**Source text**
-=-=-=-=-

COMMENTARY

How to Mentor Millennials in Medicine: Bridging the Intergenerational Impasse

Kolin M. Meehan

Disclosures

July 03, 2018

In a recent op-ed in JAMA's "A Piece of My Mind" series, Jennifer Waljee, MD, and colleagues highlighted the tension between the different rungs of medical training. The authors report that millennials have acquired labels ranging from "impatient, distracted, overly socialized, and entitled" to "deeply empowered, collaborative, and innovative." These characteristics clash with the hierarchical and regimented nature of hospitals, potentially hindering a productive learning environment vis-a-vis mismatched expectations between physician educators and their trainees.

Students, residents, and early-career physicians lean heavily on faculty and peers for a sense of direction, but help remains lost if specific needs aren't translated efficiently; in fact, the authors of the JAMA op-ed re-create common scenarios in which opposing communication styles leave junior members of the medical team at odds with senior staff. The culprit lies partially in millennials' unique upbringing: Early adoption of sophisticated technology and social media platforms has birthed wildly disparate definitions of appropriate interaction from even those of Generation X. Waljee and colleagues explain that millennials expect "virtually instant communication and information dissemination…accessibility, fast responses, rapid turnaround, and frequent short meetings" compared with a more formal system appreciated by current faculty.

Bridging the Intergenerational Impasse

The JAMA authors propose a remedy to the generation gap using three tools: micromentoring, reverse mentoring, and mentorship teams. The first is akin to coaching, essentially holding brief, targeted meetings where simple answers to direct questions would suffice. The second relies a new system that weighs the input of trainees similarly to that of their superiors, intent on "fuel[ing] a sense of leadership and broader collaboration [and] empowering mentees in their relationships." The final model focuses on creating a diverse panel of advisors, using their various life experiences to tackle everything from a new project to career advice from multiple angles.

In my experience, this last approach is a great starting point for any mentee. A cabinet of advisors reels in information much more efficiently than any single members' input. Medical students require guidance at virtually every phase of development, and evidence suggests formal channels have the potential to foster a rich network between mentors and mentees.

-=-=-=-=-

**Entries shown**
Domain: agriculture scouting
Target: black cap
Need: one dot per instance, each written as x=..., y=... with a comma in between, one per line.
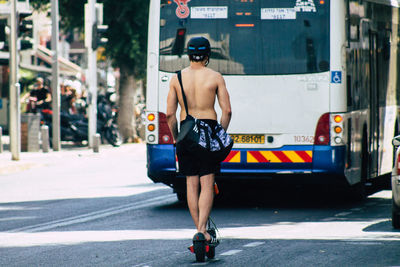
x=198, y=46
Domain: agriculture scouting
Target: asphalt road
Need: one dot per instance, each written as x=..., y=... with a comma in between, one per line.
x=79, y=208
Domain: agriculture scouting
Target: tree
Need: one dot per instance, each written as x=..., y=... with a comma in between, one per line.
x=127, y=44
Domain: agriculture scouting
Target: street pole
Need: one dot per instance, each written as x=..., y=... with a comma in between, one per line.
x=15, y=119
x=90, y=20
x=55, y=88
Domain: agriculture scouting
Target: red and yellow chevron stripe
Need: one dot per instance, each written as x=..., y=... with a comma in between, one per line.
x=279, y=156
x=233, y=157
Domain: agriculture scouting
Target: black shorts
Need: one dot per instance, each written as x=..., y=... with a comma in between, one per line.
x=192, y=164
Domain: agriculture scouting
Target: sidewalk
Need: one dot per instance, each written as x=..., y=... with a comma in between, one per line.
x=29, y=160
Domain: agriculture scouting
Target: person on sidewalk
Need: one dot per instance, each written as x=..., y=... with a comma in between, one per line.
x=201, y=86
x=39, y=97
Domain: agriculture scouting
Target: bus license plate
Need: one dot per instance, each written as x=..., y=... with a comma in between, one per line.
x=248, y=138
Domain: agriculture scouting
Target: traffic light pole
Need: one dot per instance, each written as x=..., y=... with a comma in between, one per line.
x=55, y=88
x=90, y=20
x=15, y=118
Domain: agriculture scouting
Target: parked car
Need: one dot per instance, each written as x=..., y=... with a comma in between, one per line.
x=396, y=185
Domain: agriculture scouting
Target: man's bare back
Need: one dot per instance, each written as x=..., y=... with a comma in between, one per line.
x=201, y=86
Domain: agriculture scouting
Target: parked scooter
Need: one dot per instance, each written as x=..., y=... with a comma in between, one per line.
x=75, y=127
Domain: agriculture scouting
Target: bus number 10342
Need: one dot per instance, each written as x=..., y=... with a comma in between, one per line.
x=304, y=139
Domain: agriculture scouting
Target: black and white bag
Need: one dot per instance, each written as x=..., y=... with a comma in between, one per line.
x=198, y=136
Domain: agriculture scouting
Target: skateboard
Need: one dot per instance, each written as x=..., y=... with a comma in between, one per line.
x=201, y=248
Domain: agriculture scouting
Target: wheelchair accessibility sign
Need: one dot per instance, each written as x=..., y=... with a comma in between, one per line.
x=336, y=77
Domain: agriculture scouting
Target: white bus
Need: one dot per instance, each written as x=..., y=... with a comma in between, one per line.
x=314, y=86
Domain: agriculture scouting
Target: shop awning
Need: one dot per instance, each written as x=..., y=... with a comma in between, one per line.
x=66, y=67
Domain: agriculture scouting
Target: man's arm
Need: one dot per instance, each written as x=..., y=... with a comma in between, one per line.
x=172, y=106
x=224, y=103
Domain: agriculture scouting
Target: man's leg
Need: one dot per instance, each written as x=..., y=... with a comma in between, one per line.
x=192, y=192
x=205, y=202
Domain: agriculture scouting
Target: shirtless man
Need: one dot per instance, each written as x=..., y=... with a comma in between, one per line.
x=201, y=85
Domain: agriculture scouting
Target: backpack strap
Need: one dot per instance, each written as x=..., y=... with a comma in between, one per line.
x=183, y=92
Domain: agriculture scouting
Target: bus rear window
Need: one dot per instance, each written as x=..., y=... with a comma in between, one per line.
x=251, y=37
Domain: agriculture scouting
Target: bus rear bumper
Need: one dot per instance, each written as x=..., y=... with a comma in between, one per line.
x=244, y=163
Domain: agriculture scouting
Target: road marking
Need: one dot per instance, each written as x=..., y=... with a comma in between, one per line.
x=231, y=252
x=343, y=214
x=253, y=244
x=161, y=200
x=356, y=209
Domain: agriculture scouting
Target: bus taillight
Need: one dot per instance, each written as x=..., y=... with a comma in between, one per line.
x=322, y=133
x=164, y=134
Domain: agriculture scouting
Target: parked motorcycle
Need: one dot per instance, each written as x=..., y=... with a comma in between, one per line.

-=-=-=-=-

**Set of tasks**
1 > In the commentary on mentoring millennials in medicine, which three tools do the JAMA authors propose for bridging the generation gap?
2 > Pick up the commentary on mentoring millennials in medicine right after its final sentence and keep writing in the same voice.
The material stands apart from the commentary on mentoring millennials in medicine.

**Numbered responses**
1 > Micromentoring, reverse mentoring, and mentorship teams.

2 >
A 2015 study of German medical students demonstrates just that. Administrators at Ludwig-Maximilians-Universität (LMU) in Munich paired trainees with both peer and faculty mentors through a voluntary online portal called "MeCuM-Mentor." Students chose attendings from a preselected cohort based on similarities ranging from gender and cultural preferences to specialties and research interests; the process appears similar to the sorting process found in online dating. Students could also register their own faculty advisor if he or she was not already listed. In addition, upperclassmen chosen as peer-mentors attended formal leadership workshops and learned to create student-centered events to guide their younger peers.

After 5 years, the authors tallied 842 of the 1440 clinical students registered with at least one mentor. Formal surveys of student satisfaction were not reported; however, the continued use of the voluntary system suggests that students found some utility in the mentorship platform.

At my school, second-years link up with the incoming class in a similar peer-to-peer arrangement as the LMU program. But whereas second-years volunteer their time, all first-years are automatically paired with each other and matched with an upperclassman. These relationships conferred the first social link to the medical school for new students. I considered my peer mentor an invaluable source of information right as I entered school. However, students whose home institutions lack structured mentorship programs should remember that informal avenues will always exist. Even a brief curbside consult with an upperclassman generates insight into the best test prep materials, notes for upcoming exams, and strategies to prepare for clinical rotations.

More important, fourth-years and interns possess fresh exposure to Match Day that, in some ways, outweighs the most recent National Resident Matching Program data. Those statistical spreadsheets fail to capture the essential human elements of selecting programs: no report can highlight soft components, such as the general attitude of different departments; living experiences in widely disparate locations; or even concrete details, such as technical problems with EHR interfaces on different services.